> [SOURCE INFORMATION]
-- Opening Marker --
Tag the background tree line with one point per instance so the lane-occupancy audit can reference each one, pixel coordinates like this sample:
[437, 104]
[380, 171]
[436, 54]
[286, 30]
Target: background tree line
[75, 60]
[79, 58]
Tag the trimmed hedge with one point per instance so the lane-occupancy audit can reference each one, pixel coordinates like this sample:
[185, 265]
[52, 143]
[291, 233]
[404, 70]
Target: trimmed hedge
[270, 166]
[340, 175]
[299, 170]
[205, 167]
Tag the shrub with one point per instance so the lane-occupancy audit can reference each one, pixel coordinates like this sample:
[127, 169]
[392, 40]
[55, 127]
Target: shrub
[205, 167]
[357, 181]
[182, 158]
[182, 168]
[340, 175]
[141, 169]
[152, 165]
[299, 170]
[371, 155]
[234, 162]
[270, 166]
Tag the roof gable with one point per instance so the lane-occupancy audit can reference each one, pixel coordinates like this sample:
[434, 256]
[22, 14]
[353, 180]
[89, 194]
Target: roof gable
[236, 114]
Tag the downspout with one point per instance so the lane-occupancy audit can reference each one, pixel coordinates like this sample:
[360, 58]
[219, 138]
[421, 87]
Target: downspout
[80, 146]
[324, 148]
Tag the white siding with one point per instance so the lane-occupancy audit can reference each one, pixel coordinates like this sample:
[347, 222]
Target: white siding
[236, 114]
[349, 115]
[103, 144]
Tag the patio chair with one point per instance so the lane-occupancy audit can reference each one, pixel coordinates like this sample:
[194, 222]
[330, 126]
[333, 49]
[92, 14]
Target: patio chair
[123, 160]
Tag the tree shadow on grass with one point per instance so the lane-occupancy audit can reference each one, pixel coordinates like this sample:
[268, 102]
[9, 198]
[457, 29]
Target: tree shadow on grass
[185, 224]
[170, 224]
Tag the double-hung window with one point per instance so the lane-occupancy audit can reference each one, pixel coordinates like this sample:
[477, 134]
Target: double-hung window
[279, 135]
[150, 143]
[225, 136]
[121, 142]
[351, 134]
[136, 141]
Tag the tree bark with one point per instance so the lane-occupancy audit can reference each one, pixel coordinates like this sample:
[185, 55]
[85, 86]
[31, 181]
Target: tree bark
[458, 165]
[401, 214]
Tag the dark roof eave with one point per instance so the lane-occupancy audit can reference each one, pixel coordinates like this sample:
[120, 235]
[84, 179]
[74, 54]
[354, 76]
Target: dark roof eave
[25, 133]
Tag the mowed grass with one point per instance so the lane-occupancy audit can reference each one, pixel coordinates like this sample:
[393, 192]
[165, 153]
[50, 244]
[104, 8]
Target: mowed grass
-- Closing Marker --
> [WHAT TO PRODUCE] Type out the whole listing once more, exactly as written.

> [ANSWER]
Tag the background tree line with one point per instance so the lane-occupancy audit can reference each one, pixel coordinates like this sample:
[437, 104]
[380, 171]
[436, 54]
[286, 30]
Target: background tree line
[75, 60]
[79, 58]
Tag the trimmed hedge with one point per instance so the lane-occupancy audit can reference each one, pixel coordinates like this sample:
[185, 265]
[52, 143]
[291, 233]
[404, 70]
Target: trimmed hedge
[270, 166]
[340, 175]
[299, 170]
[205, 167]
Tag the shrub with one point per instance so the lane-occupancy audit can reference each one, pixel coordinates like this sample:
[127, 169]
[392, 40]
[55, 127]
Target: shrub
[205, 167]
[357, 181]
[182, 158]
[182, 168]
[340, 175]
[141, 169]
[152, 165]
[299, 170]
[371, 155]
[234, 162]
[270, 166]
Tag the roof gable with one point per instance so the lane-occupancy audit can reference each one, pixel coordinates like this sample:
[434, 256]
[22, 14]
[353, 180]
[89, 194]
Target: roof gable
[236, 114]
Tag the downspout with one point per instance so the lane-occupancy audit can reference each one, pixel coordinates like this sample:
[360, 58]
[219, 138]
[421, 87]
Target: downspout
[80, 146]
[324, 148]
Tag the white siding with one point per instance so the lane-occupancy audit can reference each one, pixel coordinates like this sample:
[347, 222]
Target: white siding
[236, 114]
[349, 115]
[103, 144]
Tag the patio chair with one point per instance so the lane-occupancy audit can reference each one, pixel coordinates like this sample:
[194, 222]
[330, 126]
[333, 49]
[92, 14]
Target: patio chair
[123, 160]
Tag the tree shadow on grass with one point per instance so the lane-occupancy audit can reference each one, pixel coordinates like this sample:
[268, 102]
[9, 198]
[457, 29]
Target: tree shadow on grass
[185, 224]
[170, 224]
Tag the double-hung window with one point per instance so the lane-occupancy audit can reference each one, pixel coordinates like this sample:
[477, 134]
Target: double-hung window
[279, 135]
[150, 143]
[225, 136]
[121, 142]
[351, 134]
[136, 141]
Tag the tree bark with one point per instance so the lane-occupancy audit can reference each one, pixel coordinates like this sample:
[185, 55]
[85, 86]
[31, 181]
Target: tree bark
[458, 165]
[401, 214]
Tag the dark roof eave with one point per instance so the lane-occupancy audit can reference each one, pixel coordinates like this sample:
[120, 235]
[84, 179]
[74, 54]
[354, 76]
Target: dark roof eave
[25, 133]
Tag the mowed grass with one point per instance so the lane-occupancy audit can reference each one, pixel coordinates like this sample:
[393, 192]
[165, 153]
[50, 244]
[104, 8]
Target: mowed grass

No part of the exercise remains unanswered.